• Your objective:
Set down the data that follows, exactly and completely.
[Study material]
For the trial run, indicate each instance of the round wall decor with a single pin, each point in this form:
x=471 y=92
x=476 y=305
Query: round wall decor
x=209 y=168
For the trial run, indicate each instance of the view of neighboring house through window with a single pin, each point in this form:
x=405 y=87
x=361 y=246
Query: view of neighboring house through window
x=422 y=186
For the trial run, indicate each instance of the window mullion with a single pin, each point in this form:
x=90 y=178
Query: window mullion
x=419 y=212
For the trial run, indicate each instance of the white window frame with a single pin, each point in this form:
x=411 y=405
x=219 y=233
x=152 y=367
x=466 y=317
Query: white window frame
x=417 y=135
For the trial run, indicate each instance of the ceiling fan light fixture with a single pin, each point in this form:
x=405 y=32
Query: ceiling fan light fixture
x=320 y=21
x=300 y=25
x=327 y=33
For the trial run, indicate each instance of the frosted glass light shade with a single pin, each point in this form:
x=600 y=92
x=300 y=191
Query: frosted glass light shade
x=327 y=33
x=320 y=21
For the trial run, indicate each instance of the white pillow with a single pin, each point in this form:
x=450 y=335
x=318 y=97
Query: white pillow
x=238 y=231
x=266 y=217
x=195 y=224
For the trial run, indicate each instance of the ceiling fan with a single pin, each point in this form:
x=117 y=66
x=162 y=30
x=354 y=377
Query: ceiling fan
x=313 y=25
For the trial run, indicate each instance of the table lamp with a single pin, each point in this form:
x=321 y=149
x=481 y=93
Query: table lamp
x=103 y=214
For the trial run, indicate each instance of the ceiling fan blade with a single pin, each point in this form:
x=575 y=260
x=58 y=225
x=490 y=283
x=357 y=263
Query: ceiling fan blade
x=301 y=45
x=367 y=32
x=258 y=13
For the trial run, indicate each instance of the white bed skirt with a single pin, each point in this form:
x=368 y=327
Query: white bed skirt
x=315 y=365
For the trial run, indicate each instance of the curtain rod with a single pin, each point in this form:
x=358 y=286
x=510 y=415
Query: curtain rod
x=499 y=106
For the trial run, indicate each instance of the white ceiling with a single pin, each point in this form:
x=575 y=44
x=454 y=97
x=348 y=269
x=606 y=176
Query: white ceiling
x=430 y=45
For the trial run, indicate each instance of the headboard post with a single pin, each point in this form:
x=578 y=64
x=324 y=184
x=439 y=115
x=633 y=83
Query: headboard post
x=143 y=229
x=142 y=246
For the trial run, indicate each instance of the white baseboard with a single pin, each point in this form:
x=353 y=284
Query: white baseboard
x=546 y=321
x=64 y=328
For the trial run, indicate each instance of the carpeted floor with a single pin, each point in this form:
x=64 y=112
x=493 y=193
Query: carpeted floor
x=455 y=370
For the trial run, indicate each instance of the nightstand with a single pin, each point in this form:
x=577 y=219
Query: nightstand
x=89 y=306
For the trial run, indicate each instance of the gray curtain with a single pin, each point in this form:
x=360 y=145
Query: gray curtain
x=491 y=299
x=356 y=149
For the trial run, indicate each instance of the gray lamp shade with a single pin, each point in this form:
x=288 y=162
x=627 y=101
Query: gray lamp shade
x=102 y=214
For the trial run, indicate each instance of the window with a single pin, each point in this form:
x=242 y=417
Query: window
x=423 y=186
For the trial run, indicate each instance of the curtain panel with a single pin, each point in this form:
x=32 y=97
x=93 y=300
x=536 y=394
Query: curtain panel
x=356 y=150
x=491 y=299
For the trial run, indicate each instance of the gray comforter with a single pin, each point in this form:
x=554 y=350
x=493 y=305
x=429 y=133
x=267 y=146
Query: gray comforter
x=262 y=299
[/Study material]
• Completed task:
For the trial run, indicate each instance of the round wall decor with a single pin, each point in this form:
x=471 y=92
x=476 y=305
Query: round wall decor
x=209 y=168
For the trial run, indicate each instance of the view of neighboring house through window with a single pin, each point in this form:
x=405 y=87
x=361 y=246
Query: view of neighboring house through window
x=422 y=186
For the trial run, indicate each instance of the window mullion with a single pin, each point in this form:
x=90 y=178
Query: window mullion
x=419 y=212
For the trial run, indicate each instance of the white window frame with a single pin, each point in this form:
x=411 y=405
x=219 y=233
x=152 y=367
x=466 y=317
Query: white window frame
x=417 y=135
For the trial run, indicate each instance of the ceiling fan light fixture with a single pin, each point in this form:
x=405 y=32
Query: ceiling fan light fixture
x=320 y=21
x=300 y=25
x=327 y=33
For the trial run, indicate each instance of the frosted glass light shade with a single pin, each point in this form:
x=600 y=92
x=300 y=191
Query: frosted glass light shade
x=327 y=33
x=320 y=21
For the trial run, indicate each instance of the white pillow with a single pin, each point in this form:
x=450 y=335
x=318 y=97
Query: white pillow
x=238 y=231
x=266 y=217
x=195 y=224
For the trial run, indicate each instance of the ceiling fan with a single pin, each point in this form:
x=117 y=66
x=162 y=30
x=354 y=377
Query: ceiling fan
x=313 y=25
For the trial run, indicate each instance of the table lamp with a single pin, each point in this form:
x=321 y=149
x=481 y=93
Query: table lamp
x=103 y=214
For the trial run, indicate each instance of the ceiling fan blade with a single pin, each point in this form:
x=575 y=260
x=58 y=225
x=490 y=283
x=357 y=263
Query: ceiling fan blade
x=301 y=45
x=367 y=32
x=258 y=13
For the trial run, indicate each instance of the white bed skirt with a single pin, each point in this form:
x=368 y=327
Query: white bed skirt
x=315 y=365
For the trial run, indicate each instance of the curtain rod with a single pin, each point in this form:
x=358 y=286
x=510 y=415
Query: curtain rod
x=499 y=106
For the trial run, indicate each instance of the white ceiling with a single pin, each point in this form:
x=575 y=44
x=454 y=97
x=348 y=269
x=606 y=176
Query: white ceiling
x=430 y=45
For the trial run, indicate each instance of the headboard post with a single pin, each point in this form:
x=578 y=64
x=324 y=184
x=439 y=115
x=633 y=83
Query: headboard post
x=143 y=229
x=142 y=246
For the trial run, indicate each instance of the white baseboard with a single pin, each point in this form:
x=353 y=284
Query: white baseboard
x=546 y=321
x=64 y=328
For the trial run, indicate each instance of the carpeted floor with a single pin, each point in this form:
x=64 y=112
x=493 y=193
Query: carpeted floor
x=455 y=370
For the trial run, indicate each instance of the nightstand with a single pin, each point in this form:
x=577 y=219
Query: nightstand
x=89 y=306
For the trial run, indicate each instance of the gray curtain with a single pin, each point in this form:
x=360 y=145
Query: gray curtain
x=491 y=299
x=356 y=149
For the trial run, indicate each instance of the gray lamp shade with a single pin, each point in this form:
x=288 y=162
x=627 y=101
Query: gray lamp shade
x=102 y=214
For the trial run, indicate each instance of the window with a single pin, each point in this form:
x=242 y=417
Query: window
x=423 y=186
For the trial run, indicate each instance of the curtain panel with a single pin, each point in this form:
x=32 y=97
x=93 y=300
x=536 y=394
Query: curtain panel
x=356 y=150
x=491 y=299
For the trial run, indicate each instance of the gray comforter with a single pin, each point in this form:
x=554 y=350
x=493 y=305
x=429 y=133
x=267 y=146
Query: gray comforter
x=262 y=299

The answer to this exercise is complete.